*AIM OF THE TASK*.
Copy out every line in the records below that contains the string "wall".

--------------------------------------------------

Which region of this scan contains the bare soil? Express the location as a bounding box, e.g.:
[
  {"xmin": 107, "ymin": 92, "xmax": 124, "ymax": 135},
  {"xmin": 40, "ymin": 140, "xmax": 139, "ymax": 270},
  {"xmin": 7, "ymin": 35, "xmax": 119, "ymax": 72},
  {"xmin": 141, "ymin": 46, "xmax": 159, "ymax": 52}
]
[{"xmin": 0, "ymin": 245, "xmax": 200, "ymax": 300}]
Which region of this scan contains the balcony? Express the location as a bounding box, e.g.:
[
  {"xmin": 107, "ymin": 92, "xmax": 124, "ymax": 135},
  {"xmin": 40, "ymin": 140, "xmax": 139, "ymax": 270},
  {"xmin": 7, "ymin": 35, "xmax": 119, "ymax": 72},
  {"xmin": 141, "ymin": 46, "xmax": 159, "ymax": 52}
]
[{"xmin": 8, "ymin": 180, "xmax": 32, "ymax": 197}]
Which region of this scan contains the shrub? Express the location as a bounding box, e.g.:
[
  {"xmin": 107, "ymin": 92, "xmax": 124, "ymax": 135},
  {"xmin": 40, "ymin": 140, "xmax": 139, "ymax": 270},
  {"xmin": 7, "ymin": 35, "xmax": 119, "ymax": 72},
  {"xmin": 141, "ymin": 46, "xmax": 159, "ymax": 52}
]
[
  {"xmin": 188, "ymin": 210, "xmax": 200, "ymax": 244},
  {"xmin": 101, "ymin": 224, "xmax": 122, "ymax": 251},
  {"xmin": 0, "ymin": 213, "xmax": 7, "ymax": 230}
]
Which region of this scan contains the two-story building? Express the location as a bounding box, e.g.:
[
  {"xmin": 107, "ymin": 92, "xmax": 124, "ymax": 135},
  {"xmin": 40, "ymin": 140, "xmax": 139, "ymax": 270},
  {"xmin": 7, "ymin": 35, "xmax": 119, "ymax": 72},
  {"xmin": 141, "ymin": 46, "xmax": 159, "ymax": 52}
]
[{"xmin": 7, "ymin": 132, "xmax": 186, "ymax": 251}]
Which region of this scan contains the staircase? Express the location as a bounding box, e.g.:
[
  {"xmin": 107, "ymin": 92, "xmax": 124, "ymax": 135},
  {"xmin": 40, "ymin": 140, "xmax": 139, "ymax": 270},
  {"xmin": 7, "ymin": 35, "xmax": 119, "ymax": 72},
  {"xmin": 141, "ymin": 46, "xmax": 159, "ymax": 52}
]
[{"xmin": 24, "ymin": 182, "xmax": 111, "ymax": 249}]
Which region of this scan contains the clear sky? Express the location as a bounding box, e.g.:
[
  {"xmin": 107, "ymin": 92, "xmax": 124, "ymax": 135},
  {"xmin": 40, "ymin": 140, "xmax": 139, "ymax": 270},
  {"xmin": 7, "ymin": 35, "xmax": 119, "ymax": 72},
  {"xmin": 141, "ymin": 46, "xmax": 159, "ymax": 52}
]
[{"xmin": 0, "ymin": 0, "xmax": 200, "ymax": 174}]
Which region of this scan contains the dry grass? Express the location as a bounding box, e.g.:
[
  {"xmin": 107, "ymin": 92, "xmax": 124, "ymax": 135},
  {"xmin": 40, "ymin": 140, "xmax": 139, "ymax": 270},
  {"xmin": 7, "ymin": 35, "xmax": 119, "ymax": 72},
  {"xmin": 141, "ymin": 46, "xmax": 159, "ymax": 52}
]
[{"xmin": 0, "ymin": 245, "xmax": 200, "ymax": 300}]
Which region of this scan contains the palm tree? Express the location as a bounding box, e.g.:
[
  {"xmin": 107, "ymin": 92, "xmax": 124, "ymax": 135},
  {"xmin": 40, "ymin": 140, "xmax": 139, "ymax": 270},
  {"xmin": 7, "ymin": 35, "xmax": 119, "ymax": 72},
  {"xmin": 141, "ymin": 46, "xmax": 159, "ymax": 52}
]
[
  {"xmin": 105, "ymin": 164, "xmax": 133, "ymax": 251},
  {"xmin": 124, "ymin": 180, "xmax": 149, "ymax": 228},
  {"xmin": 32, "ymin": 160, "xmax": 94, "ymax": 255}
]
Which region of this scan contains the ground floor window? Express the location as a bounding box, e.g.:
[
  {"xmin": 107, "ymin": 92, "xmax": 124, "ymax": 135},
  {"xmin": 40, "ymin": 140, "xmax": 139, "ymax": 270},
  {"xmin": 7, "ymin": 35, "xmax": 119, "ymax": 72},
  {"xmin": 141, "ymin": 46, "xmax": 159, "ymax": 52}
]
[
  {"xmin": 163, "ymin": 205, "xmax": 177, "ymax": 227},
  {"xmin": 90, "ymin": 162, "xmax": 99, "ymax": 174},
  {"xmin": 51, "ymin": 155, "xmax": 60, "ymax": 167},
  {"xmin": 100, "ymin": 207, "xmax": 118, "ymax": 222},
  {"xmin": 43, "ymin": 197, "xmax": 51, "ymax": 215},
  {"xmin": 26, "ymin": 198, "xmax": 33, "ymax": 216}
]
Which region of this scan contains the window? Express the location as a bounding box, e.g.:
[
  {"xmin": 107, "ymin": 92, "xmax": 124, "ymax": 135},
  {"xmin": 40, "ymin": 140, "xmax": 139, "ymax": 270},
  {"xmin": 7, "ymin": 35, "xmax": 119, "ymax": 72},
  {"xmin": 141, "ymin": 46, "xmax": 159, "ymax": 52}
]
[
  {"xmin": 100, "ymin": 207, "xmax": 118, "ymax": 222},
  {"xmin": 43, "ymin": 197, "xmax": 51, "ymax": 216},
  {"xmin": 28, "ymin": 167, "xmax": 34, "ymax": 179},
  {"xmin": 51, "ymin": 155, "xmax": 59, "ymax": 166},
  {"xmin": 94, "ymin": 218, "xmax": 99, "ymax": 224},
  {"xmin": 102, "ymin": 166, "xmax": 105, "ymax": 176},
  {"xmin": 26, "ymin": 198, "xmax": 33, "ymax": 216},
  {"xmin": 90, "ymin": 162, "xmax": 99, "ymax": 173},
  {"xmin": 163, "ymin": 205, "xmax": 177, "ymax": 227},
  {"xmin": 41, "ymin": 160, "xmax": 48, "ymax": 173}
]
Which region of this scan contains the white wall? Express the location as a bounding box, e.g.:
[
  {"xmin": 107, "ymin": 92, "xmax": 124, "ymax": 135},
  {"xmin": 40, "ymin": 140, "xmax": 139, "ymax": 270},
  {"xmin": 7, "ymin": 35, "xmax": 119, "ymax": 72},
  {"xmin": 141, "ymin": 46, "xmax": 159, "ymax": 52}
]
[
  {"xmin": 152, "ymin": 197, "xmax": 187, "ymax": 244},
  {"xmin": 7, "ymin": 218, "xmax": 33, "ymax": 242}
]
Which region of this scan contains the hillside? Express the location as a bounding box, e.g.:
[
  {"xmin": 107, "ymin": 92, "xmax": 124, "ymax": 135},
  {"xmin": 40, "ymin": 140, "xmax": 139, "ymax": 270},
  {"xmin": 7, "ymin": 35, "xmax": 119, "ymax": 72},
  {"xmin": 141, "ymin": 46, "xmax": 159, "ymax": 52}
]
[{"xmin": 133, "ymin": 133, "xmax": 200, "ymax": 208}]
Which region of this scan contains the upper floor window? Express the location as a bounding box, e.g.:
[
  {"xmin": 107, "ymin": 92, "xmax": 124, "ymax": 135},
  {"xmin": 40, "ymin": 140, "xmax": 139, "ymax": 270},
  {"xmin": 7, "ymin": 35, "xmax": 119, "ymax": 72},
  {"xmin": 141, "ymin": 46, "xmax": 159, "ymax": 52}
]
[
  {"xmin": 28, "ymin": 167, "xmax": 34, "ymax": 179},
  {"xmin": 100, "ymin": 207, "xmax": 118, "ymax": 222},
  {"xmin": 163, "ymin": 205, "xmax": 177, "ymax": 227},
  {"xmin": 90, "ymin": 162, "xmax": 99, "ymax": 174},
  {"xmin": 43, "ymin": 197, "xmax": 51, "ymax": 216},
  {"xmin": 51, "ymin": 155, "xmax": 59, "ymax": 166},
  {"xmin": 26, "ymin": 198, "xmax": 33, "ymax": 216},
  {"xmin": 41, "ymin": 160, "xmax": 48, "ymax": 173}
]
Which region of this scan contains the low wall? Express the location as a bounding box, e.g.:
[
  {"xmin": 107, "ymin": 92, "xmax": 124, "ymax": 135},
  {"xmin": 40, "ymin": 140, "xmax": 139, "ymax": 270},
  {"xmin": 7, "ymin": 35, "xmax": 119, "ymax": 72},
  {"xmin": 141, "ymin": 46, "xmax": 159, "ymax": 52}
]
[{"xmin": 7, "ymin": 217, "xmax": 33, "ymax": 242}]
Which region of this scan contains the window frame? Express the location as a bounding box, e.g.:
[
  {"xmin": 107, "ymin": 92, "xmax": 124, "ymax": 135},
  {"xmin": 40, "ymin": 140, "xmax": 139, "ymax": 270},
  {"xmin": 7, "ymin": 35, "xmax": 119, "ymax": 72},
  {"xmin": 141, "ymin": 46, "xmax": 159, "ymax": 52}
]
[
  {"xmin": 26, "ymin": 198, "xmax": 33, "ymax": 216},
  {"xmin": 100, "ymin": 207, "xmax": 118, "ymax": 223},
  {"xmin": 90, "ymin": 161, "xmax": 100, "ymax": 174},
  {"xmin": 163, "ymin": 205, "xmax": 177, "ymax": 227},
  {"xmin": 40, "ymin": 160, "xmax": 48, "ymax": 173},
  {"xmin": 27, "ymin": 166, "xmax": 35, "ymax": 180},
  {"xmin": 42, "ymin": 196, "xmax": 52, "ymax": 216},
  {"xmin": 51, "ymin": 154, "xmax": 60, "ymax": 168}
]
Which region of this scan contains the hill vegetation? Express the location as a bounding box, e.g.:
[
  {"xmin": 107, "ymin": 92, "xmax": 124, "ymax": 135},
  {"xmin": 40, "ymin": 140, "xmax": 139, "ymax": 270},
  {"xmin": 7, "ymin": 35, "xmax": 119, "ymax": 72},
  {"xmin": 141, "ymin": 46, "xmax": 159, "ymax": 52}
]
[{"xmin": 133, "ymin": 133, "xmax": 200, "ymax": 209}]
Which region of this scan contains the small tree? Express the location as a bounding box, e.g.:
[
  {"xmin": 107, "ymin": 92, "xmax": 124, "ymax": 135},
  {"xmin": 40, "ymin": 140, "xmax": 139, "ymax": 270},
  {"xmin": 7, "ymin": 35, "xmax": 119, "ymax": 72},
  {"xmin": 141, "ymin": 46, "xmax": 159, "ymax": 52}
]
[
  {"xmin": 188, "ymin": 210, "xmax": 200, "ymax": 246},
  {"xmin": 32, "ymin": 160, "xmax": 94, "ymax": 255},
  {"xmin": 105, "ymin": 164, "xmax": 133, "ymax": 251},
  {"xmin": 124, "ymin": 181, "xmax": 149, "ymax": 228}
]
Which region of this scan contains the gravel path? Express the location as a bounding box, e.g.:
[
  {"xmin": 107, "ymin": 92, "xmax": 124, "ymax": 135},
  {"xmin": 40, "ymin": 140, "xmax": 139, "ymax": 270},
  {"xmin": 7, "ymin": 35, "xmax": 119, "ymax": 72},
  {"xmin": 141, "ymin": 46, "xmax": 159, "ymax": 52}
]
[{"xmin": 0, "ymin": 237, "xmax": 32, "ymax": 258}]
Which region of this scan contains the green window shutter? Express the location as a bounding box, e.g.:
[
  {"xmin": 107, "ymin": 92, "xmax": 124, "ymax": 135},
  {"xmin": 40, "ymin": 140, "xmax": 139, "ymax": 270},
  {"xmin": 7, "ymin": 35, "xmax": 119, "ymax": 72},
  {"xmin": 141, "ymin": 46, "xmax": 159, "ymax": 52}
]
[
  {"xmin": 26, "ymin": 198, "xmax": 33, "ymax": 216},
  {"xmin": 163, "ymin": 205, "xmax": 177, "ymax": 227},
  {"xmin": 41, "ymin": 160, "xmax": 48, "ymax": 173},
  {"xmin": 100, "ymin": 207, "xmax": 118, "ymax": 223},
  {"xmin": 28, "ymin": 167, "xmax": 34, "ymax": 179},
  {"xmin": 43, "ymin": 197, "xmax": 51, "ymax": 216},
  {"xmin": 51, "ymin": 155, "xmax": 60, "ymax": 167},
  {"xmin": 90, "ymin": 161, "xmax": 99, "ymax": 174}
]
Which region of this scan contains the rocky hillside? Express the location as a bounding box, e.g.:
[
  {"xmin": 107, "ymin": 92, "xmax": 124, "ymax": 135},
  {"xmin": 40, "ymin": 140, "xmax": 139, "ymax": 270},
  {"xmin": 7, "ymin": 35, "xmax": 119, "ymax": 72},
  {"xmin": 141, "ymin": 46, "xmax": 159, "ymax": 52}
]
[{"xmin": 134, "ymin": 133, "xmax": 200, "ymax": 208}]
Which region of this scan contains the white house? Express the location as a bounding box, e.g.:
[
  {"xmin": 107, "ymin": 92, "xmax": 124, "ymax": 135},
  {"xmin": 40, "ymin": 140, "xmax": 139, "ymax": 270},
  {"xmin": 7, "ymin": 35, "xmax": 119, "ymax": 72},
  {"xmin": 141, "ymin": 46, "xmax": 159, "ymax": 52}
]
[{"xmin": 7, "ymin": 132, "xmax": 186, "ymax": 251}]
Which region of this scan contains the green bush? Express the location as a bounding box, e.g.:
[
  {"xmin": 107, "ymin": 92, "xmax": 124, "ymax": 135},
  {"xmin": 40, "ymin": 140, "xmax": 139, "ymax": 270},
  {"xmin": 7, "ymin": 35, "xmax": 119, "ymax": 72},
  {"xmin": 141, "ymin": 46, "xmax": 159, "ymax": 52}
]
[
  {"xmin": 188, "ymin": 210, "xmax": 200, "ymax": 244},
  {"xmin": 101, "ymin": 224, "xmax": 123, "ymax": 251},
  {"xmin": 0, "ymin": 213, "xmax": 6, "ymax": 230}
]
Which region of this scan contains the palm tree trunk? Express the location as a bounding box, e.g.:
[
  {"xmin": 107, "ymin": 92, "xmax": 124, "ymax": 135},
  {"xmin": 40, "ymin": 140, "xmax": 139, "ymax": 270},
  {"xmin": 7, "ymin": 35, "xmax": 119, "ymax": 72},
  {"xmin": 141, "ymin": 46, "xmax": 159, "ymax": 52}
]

--------------------------------------------------

*REPLY TO THE EXERCISE*.
Which region of this scan contains the white wall? Express the location as a bounding box, e.g.:
Which region of this scan contains the low wall? Express the location as a bounding box, e.g.:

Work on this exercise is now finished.